Lines before the one containing "the metal fence" are excluded; reproduce that line and all lines after it in the entries below, exactly.

————

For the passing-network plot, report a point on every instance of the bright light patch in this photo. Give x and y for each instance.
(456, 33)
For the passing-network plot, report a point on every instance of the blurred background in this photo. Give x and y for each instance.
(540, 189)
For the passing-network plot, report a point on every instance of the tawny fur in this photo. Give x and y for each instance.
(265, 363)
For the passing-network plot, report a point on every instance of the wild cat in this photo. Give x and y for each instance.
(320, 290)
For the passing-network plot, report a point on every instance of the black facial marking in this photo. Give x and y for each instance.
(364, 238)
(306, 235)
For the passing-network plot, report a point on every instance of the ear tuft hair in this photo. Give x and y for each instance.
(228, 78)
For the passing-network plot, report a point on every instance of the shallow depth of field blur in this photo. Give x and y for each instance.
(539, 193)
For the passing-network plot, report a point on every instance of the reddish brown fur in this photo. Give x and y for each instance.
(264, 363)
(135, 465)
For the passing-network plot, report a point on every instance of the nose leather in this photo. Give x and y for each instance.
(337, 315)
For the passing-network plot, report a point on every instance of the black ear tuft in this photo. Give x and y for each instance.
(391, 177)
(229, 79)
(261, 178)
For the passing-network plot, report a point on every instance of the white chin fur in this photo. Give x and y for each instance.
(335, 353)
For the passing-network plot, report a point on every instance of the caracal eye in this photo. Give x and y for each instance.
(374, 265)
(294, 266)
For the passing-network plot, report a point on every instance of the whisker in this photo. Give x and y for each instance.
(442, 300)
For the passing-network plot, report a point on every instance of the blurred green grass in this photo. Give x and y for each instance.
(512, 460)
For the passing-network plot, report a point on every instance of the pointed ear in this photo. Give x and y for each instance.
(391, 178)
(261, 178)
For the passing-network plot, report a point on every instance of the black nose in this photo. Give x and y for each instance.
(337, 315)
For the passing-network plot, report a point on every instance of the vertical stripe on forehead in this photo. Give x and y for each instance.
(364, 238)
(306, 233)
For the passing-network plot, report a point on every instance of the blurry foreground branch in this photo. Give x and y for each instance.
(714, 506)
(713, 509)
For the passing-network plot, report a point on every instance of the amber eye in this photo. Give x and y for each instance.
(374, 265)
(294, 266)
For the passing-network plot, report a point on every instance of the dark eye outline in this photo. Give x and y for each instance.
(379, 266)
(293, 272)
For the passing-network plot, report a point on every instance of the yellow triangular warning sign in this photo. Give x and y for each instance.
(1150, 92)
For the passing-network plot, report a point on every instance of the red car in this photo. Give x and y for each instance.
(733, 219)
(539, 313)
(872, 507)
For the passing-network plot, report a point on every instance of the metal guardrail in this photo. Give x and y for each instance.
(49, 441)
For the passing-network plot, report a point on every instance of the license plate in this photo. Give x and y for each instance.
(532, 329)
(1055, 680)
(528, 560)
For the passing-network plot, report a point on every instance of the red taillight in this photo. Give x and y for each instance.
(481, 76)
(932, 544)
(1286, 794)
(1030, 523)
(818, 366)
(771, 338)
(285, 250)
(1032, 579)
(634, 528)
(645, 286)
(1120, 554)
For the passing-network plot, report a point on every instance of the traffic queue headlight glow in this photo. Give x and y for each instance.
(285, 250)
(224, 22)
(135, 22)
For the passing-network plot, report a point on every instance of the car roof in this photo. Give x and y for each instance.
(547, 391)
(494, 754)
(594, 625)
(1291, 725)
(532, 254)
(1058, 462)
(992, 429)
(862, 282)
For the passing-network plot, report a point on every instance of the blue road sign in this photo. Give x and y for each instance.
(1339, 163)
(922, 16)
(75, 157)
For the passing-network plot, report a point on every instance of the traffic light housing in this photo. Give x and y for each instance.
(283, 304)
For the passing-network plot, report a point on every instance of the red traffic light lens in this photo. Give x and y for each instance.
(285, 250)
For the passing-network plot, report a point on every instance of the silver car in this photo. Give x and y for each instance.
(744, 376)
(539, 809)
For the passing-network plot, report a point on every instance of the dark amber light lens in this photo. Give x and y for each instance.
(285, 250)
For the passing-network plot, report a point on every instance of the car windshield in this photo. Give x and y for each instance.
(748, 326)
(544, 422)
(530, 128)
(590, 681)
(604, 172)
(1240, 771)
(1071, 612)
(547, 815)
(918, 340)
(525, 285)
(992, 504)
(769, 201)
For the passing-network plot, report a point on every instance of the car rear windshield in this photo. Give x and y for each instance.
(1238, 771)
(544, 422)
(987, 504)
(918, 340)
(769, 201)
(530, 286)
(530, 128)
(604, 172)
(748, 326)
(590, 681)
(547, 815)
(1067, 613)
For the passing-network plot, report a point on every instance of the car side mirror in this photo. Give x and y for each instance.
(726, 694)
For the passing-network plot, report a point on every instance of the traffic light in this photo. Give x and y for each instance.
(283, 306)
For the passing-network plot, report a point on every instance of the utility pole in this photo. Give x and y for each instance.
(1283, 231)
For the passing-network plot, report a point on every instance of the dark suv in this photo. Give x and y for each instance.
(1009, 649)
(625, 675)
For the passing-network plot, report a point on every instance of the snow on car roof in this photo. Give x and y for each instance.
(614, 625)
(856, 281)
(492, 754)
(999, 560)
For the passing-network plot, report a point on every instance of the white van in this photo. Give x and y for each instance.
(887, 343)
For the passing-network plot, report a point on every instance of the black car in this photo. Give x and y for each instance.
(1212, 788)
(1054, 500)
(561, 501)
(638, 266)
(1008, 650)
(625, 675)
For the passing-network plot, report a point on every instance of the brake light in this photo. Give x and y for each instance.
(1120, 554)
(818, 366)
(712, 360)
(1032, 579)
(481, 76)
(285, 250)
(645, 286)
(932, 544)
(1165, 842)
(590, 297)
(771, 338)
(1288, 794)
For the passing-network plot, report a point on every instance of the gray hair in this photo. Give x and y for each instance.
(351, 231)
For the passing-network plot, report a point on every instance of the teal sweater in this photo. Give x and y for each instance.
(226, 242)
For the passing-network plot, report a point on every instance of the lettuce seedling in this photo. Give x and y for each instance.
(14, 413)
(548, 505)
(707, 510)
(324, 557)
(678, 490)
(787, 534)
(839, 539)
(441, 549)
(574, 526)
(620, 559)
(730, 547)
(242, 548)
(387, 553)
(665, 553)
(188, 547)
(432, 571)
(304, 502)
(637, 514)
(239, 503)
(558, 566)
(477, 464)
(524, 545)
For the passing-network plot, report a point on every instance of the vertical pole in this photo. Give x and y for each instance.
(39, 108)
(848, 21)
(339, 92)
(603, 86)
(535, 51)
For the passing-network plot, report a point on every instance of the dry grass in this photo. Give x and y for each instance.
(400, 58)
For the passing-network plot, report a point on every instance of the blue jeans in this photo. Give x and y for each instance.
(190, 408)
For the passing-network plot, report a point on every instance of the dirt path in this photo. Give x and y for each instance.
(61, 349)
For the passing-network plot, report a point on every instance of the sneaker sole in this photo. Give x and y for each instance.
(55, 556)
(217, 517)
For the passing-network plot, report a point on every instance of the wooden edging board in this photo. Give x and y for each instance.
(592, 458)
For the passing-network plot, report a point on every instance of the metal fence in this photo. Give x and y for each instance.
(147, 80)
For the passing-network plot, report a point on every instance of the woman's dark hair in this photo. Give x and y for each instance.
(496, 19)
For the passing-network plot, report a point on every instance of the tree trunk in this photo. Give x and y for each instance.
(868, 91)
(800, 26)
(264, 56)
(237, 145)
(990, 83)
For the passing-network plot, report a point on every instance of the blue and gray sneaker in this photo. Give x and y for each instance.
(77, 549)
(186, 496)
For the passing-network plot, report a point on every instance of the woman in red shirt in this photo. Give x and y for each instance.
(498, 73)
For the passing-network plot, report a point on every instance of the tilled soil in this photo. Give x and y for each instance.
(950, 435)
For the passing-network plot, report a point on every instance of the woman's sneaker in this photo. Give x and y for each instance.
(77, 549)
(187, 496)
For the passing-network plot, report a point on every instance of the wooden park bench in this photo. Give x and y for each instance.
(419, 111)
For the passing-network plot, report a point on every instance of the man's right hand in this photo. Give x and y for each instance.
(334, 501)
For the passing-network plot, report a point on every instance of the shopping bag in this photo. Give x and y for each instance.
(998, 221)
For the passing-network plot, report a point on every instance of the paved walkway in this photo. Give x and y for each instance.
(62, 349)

————

> Solution below
For the passing-network plot, report a point on every instance of the metal fence in this photo. Give x and y for each instance.
(147, 80)
For the passing-network plot, report a point on every instance of the woman's dark hair in this photo. Give x and y for each instance.
(496, 19)
For the passing-network plot, report a point on every instance of the tree trunk in this photo. Give x and y for each instance.
(868, 91)
(800, 26)
(264, 56)
(237, 145)
(990, 83)
For the passing-network plot, report a point on every instance of the blue and gray sneaker in this photo. Give x and y for each instance.
(77, 549)
(186, 496)
For the passing-network plot, report a point on every instance of the woman in red shirt in this photo. Give x and y for each instance.
(498, 73)
For the passing-network plot, report a point on every instance of the tilled soil in this photo. Give x and y for each instance.
(950, 435)
For the passing-network plot, report a point on every instance of the woman's sneaker in this photo. Give x and y for each instance.
(77, 549)
(187, 496)
For the passing-network plot, report a point on every instance of the wooden park bench in this photo. Give x and y for each instance.
(419, 111)
For the passing-network plot, report a point on every instance of the man's right hand in this photo. Give x and y for each instance.
(334, 501)
For the passing-network plot, report a point on every instance of the shopping bag in this photo. Give x and y for each instance.
(998, 221)
For the passing-network plot, report a point on every instance of the paved walkway in this photo. Give x and y for each instance.
(62, 349)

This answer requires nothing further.